== EXERCISE PASSAGE ==
American astronaut (born 1936)

Edward George Gibson (born November 8, 1936) is a former NASA astronaut, pilot, engineer, and physicist.

Before becoming an astronaut, Gibson graduated from the University of Rochester and the California Institute of Technology. He became a research assistant in jet propulsion while completing his studies, and eventually became a research scientist for Philco Corporation until joining NASA in 1965. Gibson is the last surviving crew member of Skylab 4.

Gibson was selected as part of NASA Astronaut Group 4, the first group of scientist-astronauts. He served on the support crew of Apollo 12, the second Moon landing mission, before working on the development of the Skylab space station. In 1973–74, Gibson made his only flight into space as science pilot aboard Skylab 4, the third and final crewed flight to Skylab. He, along with Commander Gerald Carr and Pilot William Pogue, spent just over 84 days in space.

Gibson resigned from NASA in December 1974, but returned in 1977 to preside over the selection of scientist-astronaut candidates. Gibson retired from NASA for the last time in October 1982.

==Early life and education==

Gibson was born in Buffalo, New York, on November 8, 1936. From ages 2 to 8, Gibson battled osteomyelitis—soft spots in bones—and spent many months in and out of hospitals. Newly-available penicillin cured the disease. To strengthen his leg that was nearly amputated, Gibson took up sports: swimming, football, and track. He primarily used swimming to strengthen his leg. He was active in the Boy Scouts of America. He earned the rank of First Class.

== TASK 1 ==
Reproduce the passage of the astronaut biography between "Gibson resigned from" and "of First Class.", inclusive.
== TASK 2 ==
Answer these questions from the astronaut biography:
(a) Which company employed Gibson as a research scientist before he joined NASA?
(b) Which Apollo mission did Gibson serve on as a member of the support crew?
(c) What rank did Gibson earn in the Boy Scouts of America?
== TASK 3 ==
Take the astronaut biography further, starting from where it stops.
The listing has no connection to the astronaut biography.

Saved entries
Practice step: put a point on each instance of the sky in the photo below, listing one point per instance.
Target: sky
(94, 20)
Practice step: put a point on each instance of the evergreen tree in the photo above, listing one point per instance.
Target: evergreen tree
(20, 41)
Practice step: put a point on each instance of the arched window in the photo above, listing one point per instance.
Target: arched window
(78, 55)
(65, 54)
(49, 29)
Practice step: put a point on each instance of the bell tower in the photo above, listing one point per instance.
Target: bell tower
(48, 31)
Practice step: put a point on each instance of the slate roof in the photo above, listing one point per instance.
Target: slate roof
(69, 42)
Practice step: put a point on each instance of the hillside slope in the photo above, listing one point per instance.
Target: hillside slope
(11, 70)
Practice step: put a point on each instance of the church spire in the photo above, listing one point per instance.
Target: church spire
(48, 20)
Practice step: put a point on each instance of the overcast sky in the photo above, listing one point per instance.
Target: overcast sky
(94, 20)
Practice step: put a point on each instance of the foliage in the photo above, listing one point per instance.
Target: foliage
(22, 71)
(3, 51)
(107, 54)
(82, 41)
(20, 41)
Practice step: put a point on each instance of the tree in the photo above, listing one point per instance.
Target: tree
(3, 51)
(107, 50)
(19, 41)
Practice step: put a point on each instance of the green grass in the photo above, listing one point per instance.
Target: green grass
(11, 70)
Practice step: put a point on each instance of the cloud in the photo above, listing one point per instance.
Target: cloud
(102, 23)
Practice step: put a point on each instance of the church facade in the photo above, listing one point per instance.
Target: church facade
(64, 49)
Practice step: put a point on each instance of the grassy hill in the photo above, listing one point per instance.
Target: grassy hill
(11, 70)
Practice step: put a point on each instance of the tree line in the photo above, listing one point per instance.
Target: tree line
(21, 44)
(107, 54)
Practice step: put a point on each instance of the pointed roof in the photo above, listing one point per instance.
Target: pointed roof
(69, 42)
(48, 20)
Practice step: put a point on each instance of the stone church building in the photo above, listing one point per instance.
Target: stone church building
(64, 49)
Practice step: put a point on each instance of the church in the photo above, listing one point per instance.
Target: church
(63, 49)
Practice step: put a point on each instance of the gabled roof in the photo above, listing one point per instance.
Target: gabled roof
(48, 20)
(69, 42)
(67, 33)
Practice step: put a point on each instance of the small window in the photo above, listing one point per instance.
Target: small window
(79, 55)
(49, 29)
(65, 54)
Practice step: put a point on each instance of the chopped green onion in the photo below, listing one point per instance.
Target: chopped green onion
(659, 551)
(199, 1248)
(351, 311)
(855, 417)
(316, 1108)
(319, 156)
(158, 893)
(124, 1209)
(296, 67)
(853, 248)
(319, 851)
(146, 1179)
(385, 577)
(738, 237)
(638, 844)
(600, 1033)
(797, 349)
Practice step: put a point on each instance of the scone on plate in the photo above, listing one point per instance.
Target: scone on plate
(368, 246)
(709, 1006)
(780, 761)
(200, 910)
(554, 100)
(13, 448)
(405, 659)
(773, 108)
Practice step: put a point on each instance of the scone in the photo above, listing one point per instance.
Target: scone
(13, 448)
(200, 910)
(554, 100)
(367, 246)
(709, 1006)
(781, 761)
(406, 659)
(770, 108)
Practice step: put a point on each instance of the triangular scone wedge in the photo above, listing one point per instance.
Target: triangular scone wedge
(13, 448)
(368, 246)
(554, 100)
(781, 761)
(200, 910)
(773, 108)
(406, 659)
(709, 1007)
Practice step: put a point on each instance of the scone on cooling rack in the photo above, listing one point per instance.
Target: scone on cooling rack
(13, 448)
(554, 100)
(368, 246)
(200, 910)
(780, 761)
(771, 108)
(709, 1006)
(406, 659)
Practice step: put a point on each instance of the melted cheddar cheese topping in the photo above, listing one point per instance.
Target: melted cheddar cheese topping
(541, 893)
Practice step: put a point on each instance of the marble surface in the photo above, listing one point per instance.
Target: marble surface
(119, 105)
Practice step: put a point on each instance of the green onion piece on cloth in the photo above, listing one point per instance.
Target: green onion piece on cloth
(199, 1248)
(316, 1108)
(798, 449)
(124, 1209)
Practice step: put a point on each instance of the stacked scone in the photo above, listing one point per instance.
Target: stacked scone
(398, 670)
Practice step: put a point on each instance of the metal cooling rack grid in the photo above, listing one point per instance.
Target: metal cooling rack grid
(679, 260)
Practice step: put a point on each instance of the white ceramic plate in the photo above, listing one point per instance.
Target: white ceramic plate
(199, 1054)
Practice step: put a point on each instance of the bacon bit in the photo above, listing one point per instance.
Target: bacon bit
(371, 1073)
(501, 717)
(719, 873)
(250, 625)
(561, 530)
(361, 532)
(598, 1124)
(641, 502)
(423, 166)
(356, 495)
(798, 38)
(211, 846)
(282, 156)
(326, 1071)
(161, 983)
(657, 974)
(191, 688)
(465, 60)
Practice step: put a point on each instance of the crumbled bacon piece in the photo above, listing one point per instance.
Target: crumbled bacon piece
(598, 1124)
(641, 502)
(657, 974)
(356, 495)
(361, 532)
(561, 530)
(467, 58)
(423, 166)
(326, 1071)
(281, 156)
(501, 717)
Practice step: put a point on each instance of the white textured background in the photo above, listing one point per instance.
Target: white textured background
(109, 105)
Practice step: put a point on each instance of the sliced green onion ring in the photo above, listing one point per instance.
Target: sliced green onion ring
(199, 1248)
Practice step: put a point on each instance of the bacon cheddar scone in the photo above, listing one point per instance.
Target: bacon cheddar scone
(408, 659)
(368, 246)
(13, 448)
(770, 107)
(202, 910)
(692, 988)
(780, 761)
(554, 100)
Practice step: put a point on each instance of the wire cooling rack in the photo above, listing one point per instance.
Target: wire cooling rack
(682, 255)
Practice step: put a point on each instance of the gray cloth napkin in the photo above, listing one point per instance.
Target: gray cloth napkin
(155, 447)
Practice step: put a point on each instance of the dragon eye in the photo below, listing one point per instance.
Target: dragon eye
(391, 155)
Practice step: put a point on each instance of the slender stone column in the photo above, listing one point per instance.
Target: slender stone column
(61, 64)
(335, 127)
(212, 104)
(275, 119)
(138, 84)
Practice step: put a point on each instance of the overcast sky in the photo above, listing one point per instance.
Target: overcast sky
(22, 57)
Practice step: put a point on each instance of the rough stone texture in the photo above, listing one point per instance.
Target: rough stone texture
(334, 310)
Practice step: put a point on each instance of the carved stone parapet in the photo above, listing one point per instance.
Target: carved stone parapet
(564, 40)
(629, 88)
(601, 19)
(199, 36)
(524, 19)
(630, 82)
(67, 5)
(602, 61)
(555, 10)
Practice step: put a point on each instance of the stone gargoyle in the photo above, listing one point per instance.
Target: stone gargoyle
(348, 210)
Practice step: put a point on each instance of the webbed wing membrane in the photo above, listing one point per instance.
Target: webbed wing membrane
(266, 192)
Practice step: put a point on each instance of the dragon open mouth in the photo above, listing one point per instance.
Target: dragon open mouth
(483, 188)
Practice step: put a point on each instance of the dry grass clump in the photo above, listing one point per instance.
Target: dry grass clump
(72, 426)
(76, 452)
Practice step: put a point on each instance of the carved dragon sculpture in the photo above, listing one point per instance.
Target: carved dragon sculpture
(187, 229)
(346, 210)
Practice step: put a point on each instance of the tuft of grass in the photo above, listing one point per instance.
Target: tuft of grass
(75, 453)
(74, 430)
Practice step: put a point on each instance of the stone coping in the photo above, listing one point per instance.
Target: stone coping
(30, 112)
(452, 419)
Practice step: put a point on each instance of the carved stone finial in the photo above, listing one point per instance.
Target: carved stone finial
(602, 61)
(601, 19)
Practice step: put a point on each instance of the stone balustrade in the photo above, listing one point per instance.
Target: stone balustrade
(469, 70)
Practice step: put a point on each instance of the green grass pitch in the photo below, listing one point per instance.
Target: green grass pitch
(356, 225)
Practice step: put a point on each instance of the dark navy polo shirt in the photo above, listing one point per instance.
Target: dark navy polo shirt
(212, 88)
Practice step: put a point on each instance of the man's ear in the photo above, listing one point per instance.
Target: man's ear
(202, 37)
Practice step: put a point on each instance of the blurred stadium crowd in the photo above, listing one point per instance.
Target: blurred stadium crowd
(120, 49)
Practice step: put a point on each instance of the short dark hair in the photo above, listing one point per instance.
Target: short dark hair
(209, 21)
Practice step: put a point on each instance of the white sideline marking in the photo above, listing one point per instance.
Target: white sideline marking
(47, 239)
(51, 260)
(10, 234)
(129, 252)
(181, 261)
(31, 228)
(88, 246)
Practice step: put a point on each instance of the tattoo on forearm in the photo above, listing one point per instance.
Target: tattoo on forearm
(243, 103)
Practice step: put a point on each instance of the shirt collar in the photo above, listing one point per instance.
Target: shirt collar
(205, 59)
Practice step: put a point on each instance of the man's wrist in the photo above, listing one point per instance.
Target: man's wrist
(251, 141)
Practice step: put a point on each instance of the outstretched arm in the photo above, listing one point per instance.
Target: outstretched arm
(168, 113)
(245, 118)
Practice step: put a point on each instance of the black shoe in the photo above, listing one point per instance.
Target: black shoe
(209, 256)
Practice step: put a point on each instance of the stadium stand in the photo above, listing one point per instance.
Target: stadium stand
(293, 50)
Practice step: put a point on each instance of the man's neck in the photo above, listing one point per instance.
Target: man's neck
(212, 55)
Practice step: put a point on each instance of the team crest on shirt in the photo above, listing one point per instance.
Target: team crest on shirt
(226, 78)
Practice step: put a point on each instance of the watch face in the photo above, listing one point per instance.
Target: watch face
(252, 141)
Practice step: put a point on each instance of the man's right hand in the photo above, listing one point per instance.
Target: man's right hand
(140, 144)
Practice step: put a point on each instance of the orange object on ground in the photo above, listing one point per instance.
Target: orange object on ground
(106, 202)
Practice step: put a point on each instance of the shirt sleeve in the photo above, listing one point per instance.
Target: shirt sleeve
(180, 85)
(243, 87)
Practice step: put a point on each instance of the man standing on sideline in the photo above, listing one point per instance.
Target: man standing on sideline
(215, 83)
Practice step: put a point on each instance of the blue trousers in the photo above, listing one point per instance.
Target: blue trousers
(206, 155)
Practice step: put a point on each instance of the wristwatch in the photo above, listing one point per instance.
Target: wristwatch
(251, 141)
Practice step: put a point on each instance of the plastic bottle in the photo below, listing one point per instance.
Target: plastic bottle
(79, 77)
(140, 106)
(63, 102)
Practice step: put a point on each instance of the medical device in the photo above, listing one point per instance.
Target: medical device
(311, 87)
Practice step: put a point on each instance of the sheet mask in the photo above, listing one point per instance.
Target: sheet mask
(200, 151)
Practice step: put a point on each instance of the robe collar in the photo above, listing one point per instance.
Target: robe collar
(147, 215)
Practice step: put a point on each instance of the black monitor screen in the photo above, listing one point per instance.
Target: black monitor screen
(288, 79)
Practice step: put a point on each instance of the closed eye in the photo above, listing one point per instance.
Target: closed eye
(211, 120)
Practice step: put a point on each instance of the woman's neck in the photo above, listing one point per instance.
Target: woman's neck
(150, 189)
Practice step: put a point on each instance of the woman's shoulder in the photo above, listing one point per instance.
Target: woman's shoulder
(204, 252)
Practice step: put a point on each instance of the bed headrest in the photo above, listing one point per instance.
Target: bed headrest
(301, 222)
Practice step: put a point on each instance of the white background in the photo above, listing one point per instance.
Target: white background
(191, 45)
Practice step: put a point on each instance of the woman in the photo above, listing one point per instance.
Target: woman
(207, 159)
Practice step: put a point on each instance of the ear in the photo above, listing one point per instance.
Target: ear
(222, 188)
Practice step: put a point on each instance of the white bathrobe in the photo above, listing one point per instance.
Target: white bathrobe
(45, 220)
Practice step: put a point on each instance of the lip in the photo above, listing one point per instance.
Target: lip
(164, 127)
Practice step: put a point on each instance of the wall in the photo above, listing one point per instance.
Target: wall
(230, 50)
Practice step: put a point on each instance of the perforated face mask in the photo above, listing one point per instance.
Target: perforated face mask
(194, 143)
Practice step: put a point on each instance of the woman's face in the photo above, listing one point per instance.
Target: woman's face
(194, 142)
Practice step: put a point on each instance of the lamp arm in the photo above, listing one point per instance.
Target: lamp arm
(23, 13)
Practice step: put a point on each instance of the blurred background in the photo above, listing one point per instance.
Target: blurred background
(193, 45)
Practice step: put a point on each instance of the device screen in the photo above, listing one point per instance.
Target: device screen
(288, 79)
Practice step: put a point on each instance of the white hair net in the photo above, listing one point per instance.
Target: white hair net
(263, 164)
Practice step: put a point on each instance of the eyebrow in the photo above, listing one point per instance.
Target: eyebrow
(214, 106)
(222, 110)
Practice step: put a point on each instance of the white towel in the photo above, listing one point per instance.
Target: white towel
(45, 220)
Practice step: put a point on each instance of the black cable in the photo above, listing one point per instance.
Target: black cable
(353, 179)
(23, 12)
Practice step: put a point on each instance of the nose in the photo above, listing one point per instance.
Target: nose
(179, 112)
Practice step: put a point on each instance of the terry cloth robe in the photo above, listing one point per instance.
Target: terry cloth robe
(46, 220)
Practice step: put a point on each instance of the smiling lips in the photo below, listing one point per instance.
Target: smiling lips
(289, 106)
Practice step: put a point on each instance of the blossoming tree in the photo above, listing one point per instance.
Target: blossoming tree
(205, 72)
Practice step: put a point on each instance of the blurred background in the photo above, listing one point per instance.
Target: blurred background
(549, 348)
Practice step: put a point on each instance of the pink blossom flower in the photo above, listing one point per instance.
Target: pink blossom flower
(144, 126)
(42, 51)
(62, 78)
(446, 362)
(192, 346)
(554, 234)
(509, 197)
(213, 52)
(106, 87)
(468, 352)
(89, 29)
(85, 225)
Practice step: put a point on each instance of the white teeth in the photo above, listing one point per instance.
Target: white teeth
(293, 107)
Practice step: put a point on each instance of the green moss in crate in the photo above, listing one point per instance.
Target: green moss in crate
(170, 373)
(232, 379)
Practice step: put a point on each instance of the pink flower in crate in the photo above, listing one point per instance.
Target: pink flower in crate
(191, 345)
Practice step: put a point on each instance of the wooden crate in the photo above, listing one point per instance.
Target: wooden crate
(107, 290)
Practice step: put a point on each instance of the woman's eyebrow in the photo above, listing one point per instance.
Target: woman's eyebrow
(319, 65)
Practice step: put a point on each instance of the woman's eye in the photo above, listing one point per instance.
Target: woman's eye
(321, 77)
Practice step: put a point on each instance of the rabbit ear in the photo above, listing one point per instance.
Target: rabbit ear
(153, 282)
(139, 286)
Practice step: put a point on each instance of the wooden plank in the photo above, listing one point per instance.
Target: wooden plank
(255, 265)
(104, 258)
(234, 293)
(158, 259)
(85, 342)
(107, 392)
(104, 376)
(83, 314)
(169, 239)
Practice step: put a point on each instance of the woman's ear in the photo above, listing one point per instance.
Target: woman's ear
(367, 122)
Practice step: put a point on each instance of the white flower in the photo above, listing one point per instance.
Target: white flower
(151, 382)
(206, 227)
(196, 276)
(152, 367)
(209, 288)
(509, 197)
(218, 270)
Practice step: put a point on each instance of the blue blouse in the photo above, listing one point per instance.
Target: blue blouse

== RESPONSE BOX 1 ==
Gibson resigned from NASA in December 1974, but returned in 1977 to preside over the selection of scientist-astronaut candidates. Gibson retired from NASA for the last time in October 1982.

==Early life and education==

Gibson was born in Buffalo, New York, on November 8, 1936. From ages 2 to 8, Gibson battled osteomyelitis—soft spots in bones—and spent many months in and out of hospitals. Newly-available penicillin cured the disease. To strengthen his leg that was nearly amputated, Gibson took up sports: swimming, football, and track. He primarily used swimming to strengthen his leg. He was active in the Boy Scouts of America. He earned the rank of First Class.

== RESPONSE BOX 2 ==
(a) Philco Corporation
(b) Apollo 12
(c) First Class

== RESPONSE BOX 3 ==
Gibson graduated from Kenmore Senior High School in Kenmore, New York, in 1955, and earned a Bachelor of Science degree in engineering from the University of Rochester in June 1959. At the University of Rochester, Gibson became a member of the Theta Chi fraternity. He received a Master of Science degree in engineering (jet propulsion option) from the California Institute of Technology (Caltech) in June 1960 and a PhD in engineering with a minor in physics from Caltech in June 1964. He was supervised by Maria Wonenburger.

==Early career==
While studying at Caltech, Gibson was a research assistant in the field of jet propulsion and classical physics. His technical publications are in the fields of plasma physics and solar physics. He was senior research scientist with the Applied Research Laboratories of the Philco Corporation at Newport Beach, California, from June 1964 until moving to NASA. While at Philco, he did research in lasers and the optical breakdown of gases.

Gibson has logged more than 4,300 hours flying time—2,270 hours in jet aircraft.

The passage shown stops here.